| Task directions |
Make an exact copy of the lines below.

| Region pointing data |
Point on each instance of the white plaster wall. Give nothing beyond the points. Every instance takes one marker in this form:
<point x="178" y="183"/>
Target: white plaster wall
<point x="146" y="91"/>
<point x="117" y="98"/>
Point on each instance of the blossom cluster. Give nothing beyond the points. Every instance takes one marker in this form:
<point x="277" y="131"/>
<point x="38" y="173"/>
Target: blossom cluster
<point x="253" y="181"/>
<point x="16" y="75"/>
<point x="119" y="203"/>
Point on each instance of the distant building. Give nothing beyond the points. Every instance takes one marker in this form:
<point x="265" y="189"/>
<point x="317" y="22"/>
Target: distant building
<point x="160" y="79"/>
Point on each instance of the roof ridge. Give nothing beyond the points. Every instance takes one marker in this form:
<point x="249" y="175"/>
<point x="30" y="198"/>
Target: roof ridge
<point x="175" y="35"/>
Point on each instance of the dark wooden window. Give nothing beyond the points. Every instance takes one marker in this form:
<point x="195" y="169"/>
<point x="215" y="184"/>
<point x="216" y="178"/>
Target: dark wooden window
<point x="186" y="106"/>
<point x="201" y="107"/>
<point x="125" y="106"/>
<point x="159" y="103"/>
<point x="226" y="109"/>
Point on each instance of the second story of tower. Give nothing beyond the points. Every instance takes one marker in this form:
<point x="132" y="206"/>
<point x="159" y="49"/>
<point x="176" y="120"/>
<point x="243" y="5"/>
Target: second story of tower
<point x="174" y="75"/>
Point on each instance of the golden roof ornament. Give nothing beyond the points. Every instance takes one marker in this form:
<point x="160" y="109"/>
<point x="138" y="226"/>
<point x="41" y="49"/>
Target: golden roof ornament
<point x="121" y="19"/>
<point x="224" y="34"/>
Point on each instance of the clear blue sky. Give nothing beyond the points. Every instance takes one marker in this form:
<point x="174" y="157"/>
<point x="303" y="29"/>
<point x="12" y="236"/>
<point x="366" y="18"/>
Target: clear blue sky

| Reply to the task |
Point on each instance of the white plaster wall. Give nothing beyond the points. Every instance takes one marker in this form:
<point x="178" y="183"/>
Target: white plaster wall
<point x="146" y="91"/>
<point x="117" y="98"/>
Point on each instance of the blossom cluster. Give nothing beyond the points. Every instance takes one marker in this form:
<point x="277" y="131"/>
<point x="38" y="173"/>
Target: blossom cluster
<point x="253" y="181"/>
<point x="16" y="75"/>
<point x="119" y="203"/>
Point on each instance of the distant building. Give nothing beyond the points. Every instance takes one marker in this form:
<point x="265" y="189"/>
<point x="317" y="22"/>
Target: distant building
<point x="160" y="79"/>
Point on each instance of the roof ridge. Give nothing beyond the points. Every instance takes one marker in this form:
<point x="249" y="175"/>
<point x="30" y="198"/>
Target: roof ridge
<point x="175" y="35"/>
Point on each instance of the dark wooden window. Give nothing beyond the points. Every instance takes one marker in this form:
<point x="195" y="169"/>
<point x="215" y="184"/>
<point x="216" y="178"/>
Target: dark wooden window
<point x="186" y="106"/>
<point x="201" y="107"/>
<point x="125" y="106"/>
<point x="159" y="103"/>
<point x="226" y="109"/>
Point on each instance of the second story of tower. Give nothing beyond the points. Every instance takes one marker in this form:
<point x="132" y="206"/>
<point x="159" y="49"/>
<point x="176" y="120"/>
<point x="243" y="5"/>
Target: second story of tower
<point x="174" y="75"/>
Point on each instance of the golden roof ornament. Give nothing beyond the points. Every instance takes one marker in this form:
<point x="160" y="109"/>
<point x="138" y="226"/>
<point x="41" y="49"/>
Target: golden roof ornament
<point x="121" y="19"/>
<point x="224" y="34"/>
Point on each instance of the clear blue sky. Give nothing beyond the points. Every instance takes one marker in this form:
<point x="174" y="157"/>
<point x="303" y="29"/>
<point x="12" y="236"/>
<point x="366" y="18"/>
Target: clear blue sky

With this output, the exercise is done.